**CHALLENGE**
Reproduce word for word the stretch of the data below, from the line containing "the white tablecloth" through the last line of the data.
---
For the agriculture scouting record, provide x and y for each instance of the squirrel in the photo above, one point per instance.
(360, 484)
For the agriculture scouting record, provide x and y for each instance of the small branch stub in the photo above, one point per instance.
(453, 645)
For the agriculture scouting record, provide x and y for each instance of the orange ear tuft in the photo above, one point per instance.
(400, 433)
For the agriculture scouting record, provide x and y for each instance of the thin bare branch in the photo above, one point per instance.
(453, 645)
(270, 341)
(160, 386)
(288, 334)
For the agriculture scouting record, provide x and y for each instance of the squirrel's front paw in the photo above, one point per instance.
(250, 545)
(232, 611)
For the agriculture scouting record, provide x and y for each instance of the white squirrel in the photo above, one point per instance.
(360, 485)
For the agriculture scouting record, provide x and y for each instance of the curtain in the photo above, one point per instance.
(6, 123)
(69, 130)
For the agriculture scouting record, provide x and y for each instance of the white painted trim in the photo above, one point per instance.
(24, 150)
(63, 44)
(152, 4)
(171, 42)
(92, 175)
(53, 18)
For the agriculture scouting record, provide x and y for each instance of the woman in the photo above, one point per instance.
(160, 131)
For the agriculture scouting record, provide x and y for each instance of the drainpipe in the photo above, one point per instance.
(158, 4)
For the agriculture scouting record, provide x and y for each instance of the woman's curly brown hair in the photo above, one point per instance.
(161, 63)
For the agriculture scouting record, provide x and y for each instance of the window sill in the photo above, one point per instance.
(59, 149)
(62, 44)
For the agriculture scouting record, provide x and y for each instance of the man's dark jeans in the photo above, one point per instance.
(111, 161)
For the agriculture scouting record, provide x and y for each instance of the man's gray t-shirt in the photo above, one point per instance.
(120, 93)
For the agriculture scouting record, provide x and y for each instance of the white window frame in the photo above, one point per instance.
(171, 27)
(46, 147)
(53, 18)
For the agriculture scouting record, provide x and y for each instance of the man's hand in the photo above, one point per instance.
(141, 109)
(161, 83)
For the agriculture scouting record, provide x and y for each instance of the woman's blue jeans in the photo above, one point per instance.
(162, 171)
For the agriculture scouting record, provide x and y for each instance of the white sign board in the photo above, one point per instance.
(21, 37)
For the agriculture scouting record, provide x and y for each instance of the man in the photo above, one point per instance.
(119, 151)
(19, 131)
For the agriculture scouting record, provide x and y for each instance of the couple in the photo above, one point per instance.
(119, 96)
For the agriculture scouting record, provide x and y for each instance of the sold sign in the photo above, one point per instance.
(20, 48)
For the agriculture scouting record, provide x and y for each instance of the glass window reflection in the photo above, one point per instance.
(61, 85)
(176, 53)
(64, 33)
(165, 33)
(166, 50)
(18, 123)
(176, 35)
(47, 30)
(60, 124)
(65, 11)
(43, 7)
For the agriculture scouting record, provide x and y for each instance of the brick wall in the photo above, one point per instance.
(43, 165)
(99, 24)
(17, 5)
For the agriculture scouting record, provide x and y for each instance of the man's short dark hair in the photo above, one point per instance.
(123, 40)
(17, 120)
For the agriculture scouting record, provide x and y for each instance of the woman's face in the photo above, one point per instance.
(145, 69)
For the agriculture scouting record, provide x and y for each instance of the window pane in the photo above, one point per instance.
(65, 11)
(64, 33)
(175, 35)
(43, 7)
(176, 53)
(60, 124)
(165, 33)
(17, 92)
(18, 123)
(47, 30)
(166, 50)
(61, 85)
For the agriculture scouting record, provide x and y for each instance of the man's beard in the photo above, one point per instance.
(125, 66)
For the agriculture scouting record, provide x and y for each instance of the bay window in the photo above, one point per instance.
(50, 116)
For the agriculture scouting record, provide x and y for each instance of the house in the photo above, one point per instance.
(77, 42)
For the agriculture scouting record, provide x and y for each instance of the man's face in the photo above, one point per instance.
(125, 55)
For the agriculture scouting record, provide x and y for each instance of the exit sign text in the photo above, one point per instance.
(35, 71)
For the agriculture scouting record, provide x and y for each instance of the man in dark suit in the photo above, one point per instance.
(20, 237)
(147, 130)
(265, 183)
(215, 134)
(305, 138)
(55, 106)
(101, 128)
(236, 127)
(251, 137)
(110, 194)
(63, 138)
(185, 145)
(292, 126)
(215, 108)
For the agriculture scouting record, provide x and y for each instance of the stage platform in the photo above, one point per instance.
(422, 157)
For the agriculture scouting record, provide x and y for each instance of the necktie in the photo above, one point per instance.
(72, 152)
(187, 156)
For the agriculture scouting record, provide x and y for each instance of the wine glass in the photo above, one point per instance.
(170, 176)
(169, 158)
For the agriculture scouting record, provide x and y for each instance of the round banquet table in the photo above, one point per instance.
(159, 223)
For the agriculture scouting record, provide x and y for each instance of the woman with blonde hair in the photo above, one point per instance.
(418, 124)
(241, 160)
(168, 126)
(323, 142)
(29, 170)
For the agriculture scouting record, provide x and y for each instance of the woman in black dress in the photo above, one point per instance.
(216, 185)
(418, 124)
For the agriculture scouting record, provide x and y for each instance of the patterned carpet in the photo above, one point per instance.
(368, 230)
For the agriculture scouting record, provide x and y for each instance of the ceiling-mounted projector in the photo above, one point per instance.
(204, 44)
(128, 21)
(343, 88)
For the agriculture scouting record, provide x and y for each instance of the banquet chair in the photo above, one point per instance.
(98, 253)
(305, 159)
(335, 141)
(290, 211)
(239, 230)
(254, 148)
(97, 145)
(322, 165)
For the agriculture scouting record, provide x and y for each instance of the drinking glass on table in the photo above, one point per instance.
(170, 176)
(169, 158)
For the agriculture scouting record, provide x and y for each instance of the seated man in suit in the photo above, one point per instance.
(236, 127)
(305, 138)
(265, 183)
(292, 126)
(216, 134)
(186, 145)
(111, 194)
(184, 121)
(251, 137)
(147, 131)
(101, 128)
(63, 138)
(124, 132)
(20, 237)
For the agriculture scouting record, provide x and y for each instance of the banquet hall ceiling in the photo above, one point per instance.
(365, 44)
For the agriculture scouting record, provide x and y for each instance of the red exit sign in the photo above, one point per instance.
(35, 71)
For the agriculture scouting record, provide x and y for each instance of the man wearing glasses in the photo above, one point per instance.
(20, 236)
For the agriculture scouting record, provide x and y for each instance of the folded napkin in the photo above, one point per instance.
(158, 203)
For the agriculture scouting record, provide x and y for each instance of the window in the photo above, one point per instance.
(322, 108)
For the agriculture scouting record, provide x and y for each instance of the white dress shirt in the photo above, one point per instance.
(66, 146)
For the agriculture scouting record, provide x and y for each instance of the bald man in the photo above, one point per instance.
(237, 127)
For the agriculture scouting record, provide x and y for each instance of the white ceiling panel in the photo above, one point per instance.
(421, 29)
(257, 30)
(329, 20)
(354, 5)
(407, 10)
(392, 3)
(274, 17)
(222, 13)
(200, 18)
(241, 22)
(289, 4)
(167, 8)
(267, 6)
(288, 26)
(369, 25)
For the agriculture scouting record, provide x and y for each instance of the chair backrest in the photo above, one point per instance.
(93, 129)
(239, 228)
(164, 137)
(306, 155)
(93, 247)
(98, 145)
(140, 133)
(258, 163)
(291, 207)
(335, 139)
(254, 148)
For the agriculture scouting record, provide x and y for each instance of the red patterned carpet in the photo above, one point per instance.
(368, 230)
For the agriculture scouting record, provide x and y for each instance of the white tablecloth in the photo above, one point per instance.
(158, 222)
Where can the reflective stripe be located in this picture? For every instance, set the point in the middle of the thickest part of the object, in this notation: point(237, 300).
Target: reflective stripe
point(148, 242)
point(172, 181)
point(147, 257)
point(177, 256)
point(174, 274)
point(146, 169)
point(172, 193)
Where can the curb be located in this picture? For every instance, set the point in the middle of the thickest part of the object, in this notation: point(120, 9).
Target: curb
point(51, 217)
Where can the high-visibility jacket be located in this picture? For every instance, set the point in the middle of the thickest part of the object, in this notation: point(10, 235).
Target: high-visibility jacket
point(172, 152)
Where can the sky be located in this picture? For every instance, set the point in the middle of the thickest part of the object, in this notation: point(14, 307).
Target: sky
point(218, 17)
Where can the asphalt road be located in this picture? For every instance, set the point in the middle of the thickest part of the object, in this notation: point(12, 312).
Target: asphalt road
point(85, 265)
---
**SOLUTION FOR THIS TASK**
For the agriculture scouting record, provide x and y for each instance of the white tablecloth in the photo above, one point per instance.
(158, 222)
Where can the reflective stripe be located in this picture? For every instance, set the point in the middle of the thickest part of the object, in this notation: point(237, 300).
Target: reflective stripe
point(148, 242)
point(172, 181)
point(147, 257)
point(177, 256)
point(174, 274)
point(146, 169)
point(172, 193)
Where can the curb be located in this picture? For every instance, set the point in the middle of the thickest part of the object, in this notation: point(120, 9).
Target: curb
point(51, 217)
Where can the high-visibility jacket be located in this picture? For every instance, set the point in the middle of the thickest part of the object, in this notation: point(10, 235).
Target: high-visibility jacket
point(172, 152)
Where can the sky be located in this picture? For every instance, set the point in the middle of the thickest part of the object, in this notation: point(14, 307).
Target: sky
point(218, 17)
Where can the asphalt road be located in this picture? For every instance, set the point in the middle of the thickest part of the object, in this notation: point(12, 312).
Target: asphalt road
point(85, 265)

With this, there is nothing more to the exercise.